+++ Supplied records +++

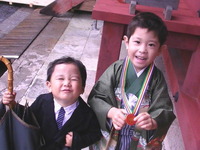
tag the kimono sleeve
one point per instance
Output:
(102, 96)
(161, 108)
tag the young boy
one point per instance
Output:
(66, 79)
(131, 98)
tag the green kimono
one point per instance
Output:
(103, 97)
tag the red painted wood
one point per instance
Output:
(192, 81)
(182, 64)
(110, 46)
(188, 112)
(185, 41)
(183, 20)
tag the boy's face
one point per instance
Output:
(143, 47)
(66, 84)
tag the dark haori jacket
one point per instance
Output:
(83, 123)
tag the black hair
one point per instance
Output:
(67, 60)
(150, 21)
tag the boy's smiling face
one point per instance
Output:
(143, 47)
(65, 84)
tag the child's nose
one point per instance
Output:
(143, 49)
(67, 82)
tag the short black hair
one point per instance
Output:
(150, 21)
(67, 60)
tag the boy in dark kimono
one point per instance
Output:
(78, 126)
(131, 98)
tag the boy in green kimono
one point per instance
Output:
(131, 98)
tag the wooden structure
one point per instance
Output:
(29, 2)
(16, 42)
(181, 59)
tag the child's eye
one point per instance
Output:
(136, 42)
(60, 78)
(152, 45)
(74, 78)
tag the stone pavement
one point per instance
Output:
(80, 40)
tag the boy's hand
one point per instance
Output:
(144, 121)
(9, 98)
(118, 117)
(69, 138)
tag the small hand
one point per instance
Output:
(118, 117)
(145, 121)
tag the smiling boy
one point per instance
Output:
(131, 98)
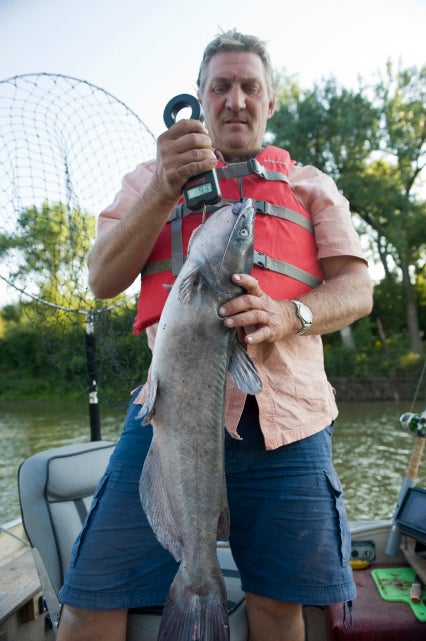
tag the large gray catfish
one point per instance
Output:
(182, 485)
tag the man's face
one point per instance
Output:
(236, 104)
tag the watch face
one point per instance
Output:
(305, 314)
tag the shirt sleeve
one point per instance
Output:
(132, 187)
(335, 234)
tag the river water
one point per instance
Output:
(371, 452)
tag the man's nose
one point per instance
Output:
(236, 98)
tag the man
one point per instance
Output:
(289, 532)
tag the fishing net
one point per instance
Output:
(65, 145)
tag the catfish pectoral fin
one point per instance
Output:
(147, 410)
(156, 504)
(243, 371)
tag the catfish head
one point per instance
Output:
(223, 246)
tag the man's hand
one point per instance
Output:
(183, 151)
(262, 318)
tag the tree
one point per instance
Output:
(47, 253)
(372, 142)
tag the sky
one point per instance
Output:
(144, 52)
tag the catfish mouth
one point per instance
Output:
(242, 210)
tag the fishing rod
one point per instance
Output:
(416, 424)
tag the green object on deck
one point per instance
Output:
(394, 584)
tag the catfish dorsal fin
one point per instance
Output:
(243, 371)
(187, 285)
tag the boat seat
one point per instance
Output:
(55, 491)
(372, 617)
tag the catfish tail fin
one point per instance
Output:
(197, 618)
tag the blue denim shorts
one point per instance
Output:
(289, 532)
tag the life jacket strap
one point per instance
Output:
(252, 166)
(263, 261)
(266, 262)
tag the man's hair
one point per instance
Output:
(241, 43)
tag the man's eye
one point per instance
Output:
(252, 90)
(218, 89)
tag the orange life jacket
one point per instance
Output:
(285, 254)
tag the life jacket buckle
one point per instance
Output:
(256, 168)
(260, 260)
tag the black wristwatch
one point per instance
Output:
(304, 314)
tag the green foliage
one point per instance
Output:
(48, 251)
(40, 357)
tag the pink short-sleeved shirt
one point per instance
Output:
(297, 400)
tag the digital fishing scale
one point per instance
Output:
(202, 190)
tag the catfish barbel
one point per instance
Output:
(182, 486)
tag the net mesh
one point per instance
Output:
(65, 145)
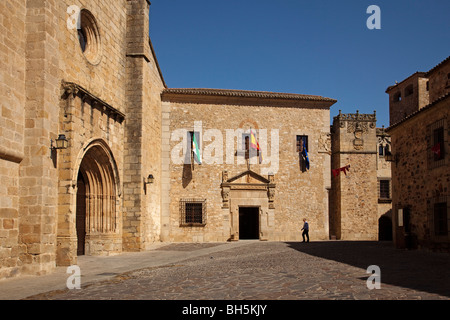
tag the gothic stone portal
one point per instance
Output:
(96, 214)
(249, 197)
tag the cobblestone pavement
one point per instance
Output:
(280, 271)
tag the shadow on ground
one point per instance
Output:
(415, 269)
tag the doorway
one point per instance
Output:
(81, 215)
(248, 222)
(384, 229)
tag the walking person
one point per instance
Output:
(305, 230)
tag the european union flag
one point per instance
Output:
(304, 153)
(305, 156)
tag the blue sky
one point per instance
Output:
(320, 47)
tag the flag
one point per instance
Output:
(437, 150)
(305, 155)
(304, 152)
(195, 148)
(343, 169)
(255, 145)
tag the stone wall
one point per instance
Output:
(418, 180)
(407, 97)
(354, 200)
(439, 78)
(51, 85)
(12, 123)
(143, 134)
(298, 194)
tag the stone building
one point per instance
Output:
(81, 73)
(420, 136)
(360, 193)
(384, 185)
(97, 157)
(240, 196)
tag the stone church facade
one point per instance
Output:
(96, 152)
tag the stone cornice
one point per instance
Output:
(243, 97)
(70, 88)
(356, 116)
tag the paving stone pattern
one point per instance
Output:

+++

What is expected:
Each line in the data above either holds "blue" or does not. State how many do, as a bare number.

Task result:
2